Exercise goal
Convert every line of the items below into a numbered list, omitting blank lines.
(begin)
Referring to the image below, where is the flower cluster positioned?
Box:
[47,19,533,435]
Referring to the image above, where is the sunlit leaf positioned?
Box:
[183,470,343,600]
(end)
Result of this task
1. Referring to the image below, where is the flower cluster positioned?
2. Box:
3. [47,19,533,435]
4. Referring to the image above, where is the sunlit leaf positioned?
5. Box:
6. [183,470,343,600]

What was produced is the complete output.